→ **RECORDS TO PROCESS**:
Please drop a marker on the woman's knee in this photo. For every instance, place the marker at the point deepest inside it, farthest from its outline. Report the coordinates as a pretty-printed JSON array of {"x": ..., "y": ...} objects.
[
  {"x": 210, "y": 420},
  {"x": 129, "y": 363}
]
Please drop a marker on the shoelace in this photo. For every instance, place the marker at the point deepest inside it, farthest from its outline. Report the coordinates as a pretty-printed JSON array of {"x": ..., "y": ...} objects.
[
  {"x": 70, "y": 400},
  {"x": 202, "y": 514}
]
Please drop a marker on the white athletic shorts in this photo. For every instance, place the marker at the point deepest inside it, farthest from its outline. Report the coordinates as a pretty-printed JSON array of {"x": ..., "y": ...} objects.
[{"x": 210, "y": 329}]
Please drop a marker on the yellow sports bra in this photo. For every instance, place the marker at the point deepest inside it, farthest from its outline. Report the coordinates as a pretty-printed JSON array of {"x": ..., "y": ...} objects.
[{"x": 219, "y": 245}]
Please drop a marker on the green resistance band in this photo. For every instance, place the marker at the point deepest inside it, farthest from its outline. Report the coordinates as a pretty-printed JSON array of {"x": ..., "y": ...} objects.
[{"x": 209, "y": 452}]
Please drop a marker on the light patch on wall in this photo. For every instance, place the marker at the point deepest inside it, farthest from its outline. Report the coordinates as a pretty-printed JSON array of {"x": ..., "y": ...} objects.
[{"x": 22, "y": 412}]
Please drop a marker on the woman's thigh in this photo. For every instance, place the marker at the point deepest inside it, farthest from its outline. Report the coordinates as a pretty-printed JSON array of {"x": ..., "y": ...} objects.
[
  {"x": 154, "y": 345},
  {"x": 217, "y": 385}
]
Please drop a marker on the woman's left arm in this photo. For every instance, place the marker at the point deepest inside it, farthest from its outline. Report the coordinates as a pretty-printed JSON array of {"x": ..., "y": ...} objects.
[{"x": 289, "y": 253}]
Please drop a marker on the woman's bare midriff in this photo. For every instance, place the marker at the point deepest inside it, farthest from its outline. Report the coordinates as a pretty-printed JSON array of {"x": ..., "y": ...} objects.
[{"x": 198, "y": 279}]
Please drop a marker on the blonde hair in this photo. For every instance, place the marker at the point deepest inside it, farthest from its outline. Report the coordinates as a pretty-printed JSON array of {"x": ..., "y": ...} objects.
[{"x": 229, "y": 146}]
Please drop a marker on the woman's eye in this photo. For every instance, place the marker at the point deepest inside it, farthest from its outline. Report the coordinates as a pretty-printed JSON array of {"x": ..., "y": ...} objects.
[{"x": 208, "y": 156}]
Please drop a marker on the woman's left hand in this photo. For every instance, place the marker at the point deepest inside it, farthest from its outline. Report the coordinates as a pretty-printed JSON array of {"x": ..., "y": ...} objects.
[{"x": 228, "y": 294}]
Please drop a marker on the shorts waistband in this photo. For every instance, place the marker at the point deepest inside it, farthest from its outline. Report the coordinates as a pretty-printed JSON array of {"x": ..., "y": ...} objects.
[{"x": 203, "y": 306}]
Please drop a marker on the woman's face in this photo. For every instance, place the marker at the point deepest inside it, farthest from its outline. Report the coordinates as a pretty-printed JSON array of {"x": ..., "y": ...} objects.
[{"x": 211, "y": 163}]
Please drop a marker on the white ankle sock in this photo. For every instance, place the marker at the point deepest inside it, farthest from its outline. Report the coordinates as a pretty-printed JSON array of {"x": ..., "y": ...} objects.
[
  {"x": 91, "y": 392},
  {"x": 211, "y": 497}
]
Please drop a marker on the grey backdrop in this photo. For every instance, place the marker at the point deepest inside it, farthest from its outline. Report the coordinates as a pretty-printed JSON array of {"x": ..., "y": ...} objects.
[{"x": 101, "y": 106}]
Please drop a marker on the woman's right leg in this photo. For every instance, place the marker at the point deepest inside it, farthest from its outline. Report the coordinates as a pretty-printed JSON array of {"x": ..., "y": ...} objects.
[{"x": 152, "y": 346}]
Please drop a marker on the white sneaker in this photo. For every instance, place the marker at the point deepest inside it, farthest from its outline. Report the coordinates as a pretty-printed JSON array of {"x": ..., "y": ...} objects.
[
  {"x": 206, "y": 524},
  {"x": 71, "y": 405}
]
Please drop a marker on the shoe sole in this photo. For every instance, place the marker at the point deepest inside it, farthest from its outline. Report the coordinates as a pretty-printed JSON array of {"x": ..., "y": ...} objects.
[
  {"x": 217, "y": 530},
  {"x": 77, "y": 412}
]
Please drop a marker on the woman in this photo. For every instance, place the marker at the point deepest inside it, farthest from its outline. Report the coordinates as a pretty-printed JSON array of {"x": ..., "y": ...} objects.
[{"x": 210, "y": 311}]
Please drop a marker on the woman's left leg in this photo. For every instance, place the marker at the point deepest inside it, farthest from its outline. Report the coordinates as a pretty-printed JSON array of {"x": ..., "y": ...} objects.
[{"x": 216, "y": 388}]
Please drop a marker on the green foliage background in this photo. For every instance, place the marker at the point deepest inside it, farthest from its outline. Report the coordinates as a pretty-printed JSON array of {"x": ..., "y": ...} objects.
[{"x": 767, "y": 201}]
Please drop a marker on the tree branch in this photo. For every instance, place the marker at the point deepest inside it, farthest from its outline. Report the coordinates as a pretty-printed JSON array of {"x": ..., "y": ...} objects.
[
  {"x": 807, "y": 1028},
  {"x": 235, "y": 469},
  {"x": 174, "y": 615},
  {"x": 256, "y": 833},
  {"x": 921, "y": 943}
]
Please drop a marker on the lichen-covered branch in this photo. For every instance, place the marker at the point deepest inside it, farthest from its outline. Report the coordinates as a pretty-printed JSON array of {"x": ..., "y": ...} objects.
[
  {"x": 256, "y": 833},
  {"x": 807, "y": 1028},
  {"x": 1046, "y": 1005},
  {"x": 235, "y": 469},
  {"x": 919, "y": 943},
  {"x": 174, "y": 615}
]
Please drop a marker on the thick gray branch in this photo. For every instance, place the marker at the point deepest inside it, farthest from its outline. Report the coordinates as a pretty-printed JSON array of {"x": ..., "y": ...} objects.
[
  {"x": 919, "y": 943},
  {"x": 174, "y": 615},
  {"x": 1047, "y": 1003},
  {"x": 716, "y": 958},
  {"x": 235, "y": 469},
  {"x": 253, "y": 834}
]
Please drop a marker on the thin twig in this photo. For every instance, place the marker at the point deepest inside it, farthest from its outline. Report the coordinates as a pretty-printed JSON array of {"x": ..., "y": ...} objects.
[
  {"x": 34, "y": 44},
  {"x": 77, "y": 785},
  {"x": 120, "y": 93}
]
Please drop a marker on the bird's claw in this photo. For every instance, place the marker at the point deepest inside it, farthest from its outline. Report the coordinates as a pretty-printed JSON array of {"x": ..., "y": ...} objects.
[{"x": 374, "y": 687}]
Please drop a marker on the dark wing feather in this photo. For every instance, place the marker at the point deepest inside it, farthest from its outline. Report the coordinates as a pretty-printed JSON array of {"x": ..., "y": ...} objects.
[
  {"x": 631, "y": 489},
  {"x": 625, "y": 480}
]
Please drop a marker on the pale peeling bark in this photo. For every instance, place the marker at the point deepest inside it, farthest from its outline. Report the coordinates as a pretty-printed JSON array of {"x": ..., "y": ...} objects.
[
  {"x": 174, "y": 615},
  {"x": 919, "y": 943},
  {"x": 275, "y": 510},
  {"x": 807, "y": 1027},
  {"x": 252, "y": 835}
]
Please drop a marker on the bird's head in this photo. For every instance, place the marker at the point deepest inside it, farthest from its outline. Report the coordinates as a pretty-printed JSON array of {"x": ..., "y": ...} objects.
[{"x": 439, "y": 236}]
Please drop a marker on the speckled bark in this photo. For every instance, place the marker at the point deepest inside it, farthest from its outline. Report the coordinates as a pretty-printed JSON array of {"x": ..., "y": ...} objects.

→ **WHAT IS NEEDED**:
Copy out the lines exactly, starting with the line that contains "Please drop a marker on the dark" and continuing through the last line.

→ **COMPLETE RESPONSE**:
Please drop a marker on the dark wing feather in this photo. For every instance, place the marker at the point deepest inside it, farthest from its outline. Report the coordinates as a pretty-printed JSON array of {"x": ..., "y": ...} objects.
[
  {"x": 631, "y": 489},
  {"x": 625, "y": 480}
]
Please drop a marker on the pale peeling bark in this photo. For every instance, place the marker at the point deepest inside it, farthest from its outline. Report the coordinates as a pretty-printed JSON array of {"x": ..., "y": ...} objects.
[
  {"x": 174, "y": 615},
  {"x": 919, "y": 943},
  {"x": 275, "y": 510},
  {"x": 807, "y": 1027},
  {"x": 252, "y": 835}
]
Please drop a marker on the bird's head in this photo. For every instance, place the marker at the point deepest inside it, farthest from its outline. Report the coordinates as a pretty-printed JSON array of {"x": ..., "y": ...} objects.
[{"x": 439, "y": 236}]
Please drop a marker on the speckled bark in this photo. For every instance, place the marker at the point deepest inside it, farthest from its outline. Report the coordinates as a pretty-printed JSON array of {"x": ..., "y": ...} objects.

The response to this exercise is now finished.